(Tarefa curta A): Reproduza, sem alterações, o trecho da notícia sobre a briga entre alunos que fica entre "No entanto, a" e "por danos morais.", inclusive.

A Quarta Turma do Superior Tribunal de Justiça (STJ) reformou decisão de segundo grau que havia condenado uma escola a pagar indenização pelos danos decorrentes de briga entre alunos. Para o colegiado, a responsabilidade objetiva da instituição de ensino somente poderia ser reconhecida se fosse demonstrado nexo de causalidade entre eventual omissão de seus agentes e os danos sofridos pelo estudante que ajuizou a ação indenizatória.
No entanto, a relatora, ministra Isabel Gallotti, observou que a condenação da instituição pela corte de segundo grau foi baseada apenas no artigo 932, inciso IV, do Código Civil, o qual impõe a responsabilidade objetiva de estabelecimentos de hospedagem – inclusive educacionais – pelos danos causados a terceiros por seus hóspedes. Para a relatora, o dispositivo não se aplica ao caso, pois a escola não foi caracterizada no processo como um colégio interno, onde os alunos ficassem albergados.
A briga envolveu dois estudantes de 17 anos, e um deles sofreu lesões no rosto e fratura no maxilar. O juiz de primeiro grau entendeu que houve legítima defesa, mas o Tribunal de Justiça de Minas Gerais (TJMG) condenou o outro aluno envolvido na briga e a instituição de ensino, de forma solidária, ao pagamento de R$ 500 por danos materiais e de R$ 6 mil por danos morais.
Acórdão não indica defeito na prestação do serviço
Isabel Gallotti lembrou que, para a jurisprudência do STJ, apoiada no artigo 14 do Código de Defesa do Consumidor (CDC), “os estabelecimentos de ensino têm dever de segurança em relação ao aluno no período em que estiver sob sua vigilância e autoridade, dever este do qual deriva a responsabilidade pelos danos ocorridos”. Essa responsabilidade, porém, exige a caracterização de defeito na prestação do serviço, o que se daria pelo reconhecimento do nexo causal entre a omissão dos funcionários e o dano sofrido pelo aluno.

(Registros brutos):
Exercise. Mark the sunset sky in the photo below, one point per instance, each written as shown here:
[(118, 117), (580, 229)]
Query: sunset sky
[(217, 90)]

* * *

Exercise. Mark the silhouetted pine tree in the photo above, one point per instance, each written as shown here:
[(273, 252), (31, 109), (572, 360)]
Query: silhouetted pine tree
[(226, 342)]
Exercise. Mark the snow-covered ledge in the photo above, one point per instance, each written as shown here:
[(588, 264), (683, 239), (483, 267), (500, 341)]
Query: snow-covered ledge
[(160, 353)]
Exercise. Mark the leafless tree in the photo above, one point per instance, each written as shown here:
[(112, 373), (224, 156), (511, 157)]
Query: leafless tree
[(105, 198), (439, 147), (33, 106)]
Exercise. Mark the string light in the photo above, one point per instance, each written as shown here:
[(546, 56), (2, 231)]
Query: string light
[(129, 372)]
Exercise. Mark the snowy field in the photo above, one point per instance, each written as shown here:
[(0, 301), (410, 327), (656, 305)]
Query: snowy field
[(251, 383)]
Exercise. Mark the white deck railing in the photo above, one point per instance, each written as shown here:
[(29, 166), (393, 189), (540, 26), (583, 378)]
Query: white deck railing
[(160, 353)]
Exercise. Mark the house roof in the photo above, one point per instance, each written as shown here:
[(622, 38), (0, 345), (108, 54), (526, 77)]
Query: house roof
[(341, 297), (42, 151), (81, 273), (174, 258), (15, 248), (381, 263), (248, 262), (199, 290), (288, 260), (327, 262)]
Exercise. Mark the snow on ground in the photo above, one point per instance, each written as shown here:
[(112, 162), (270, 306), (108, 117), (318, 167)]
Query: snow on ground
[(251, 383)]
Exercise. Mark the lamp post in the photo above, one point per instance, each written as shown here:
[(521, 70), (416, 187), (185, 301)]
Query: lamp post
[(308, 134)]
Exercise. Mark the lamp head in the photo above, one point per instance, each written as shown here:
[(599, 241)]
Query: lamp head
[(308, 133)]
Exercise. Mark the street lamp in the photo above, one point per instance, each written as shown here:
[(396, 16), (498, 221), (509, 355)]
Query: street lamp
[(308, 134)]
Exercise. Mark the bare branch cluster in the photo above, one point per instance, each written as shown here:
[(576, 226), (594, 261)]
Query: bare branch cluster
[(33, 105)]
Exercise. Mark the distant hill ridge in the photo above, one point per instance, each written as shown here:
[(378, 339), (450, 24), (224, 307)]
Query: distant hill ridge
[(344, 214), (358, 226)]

(Tarefa curta B): Devolva, sem nenhuma alteração, as linhas dos registros entre a que contém "Exercise. Mark the street" e a que contém "[(344, 214), (358, 226)]", inclusive.

(Resposta esperada A):
No entanto, a relatora, ministra Isabel Gallotti, observou que a condenação da instituição pela corte de segundo grau foi baseada apenas no artigo 932, inciso IV, do Código Civil, o qual impõe a responsabilidade objetiva de estabelecimentos de hospedagem – inclusive educacionais – pelos danos causados a terceiros por seus hóspedes. Para a relatora, o dispositivo não se aplica ao caso, pois a escola não foi caracterizada no processo como um colégio interno, onde os alunos ficassem albergados.
A briga envolveu dois estudantes de 17 anos, e um deles sofreu lesões no rosto e fratura no maxilar. O juiz de primeiro grau entendeu que houve legítima defesa, mas o Tribunal de Justiça de Minas Gerais (TJMG) condenou o outro aluno envolvido na briga e a instituição de ensino, de forma solidária, ao pagamento de R$ 500 por danos materiais e de R$ 6 mil por danos morais.

(Resposta esperada B):
Exercise. Mark the street lamp in the photo above, one point per instance, each written as shown here:
[(396, 16), (498, 221), (509, 355)]
Query: street lamp
[(308, 134)]
Exercise. Mark the bare branch cluster in the photo above, one point per instance, each written as shown here:
[(576, 226), (594, 261)]
Query: bare branch cluster
[(33, 105)]
Exercise. Mark the distant hill ridge in the photo above, one point per instance, each written as shown here:
[(378, 339), (450, 24), (224, 307)]
Query: distant hill ridge
[(344, 214), (358, 226)]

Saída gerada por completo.